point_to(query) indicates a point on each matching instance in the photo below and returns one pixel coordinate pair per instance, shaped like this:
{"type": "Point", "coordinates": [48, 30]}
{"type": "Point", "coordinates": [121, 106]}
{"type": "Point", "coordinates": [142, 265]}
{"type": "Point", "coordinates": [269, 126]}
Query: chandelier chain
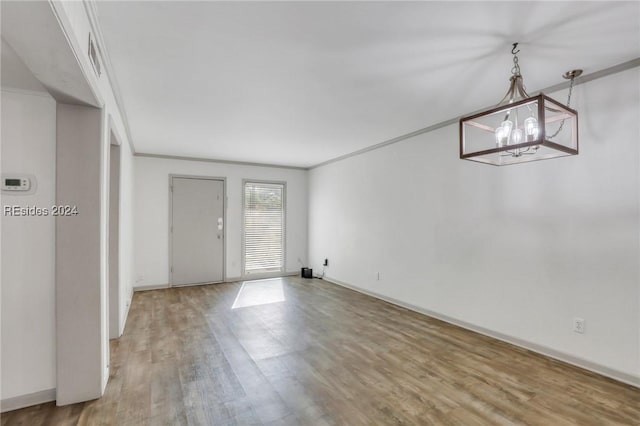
{"type": "Point", "coordinates": [516, 68]}
{"type": "Point", "coordinates": [573, 77]}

____________

**ASSIGNMENT**
Reproduce the records above exactly, leaving out every picture they contain.

**ANSWER BOX**
point_to(query) indicates a point on each matching instance in the photo below and returns one pixel coordinate pair per instance, shaped like this:
{"type": "Point", "coordinates": [48, 30]}
{"type": "Point", "coordinates": [121, 106]}
{"type": "Point", "coordinates": [142, 265]}
{"type": "Point", "coordinates": [269, 126]}
Query: chandelier chain
{"type": "Point", "coordinates": [516, 68]}
{"type": "Point", "coordinates": [573, 77]}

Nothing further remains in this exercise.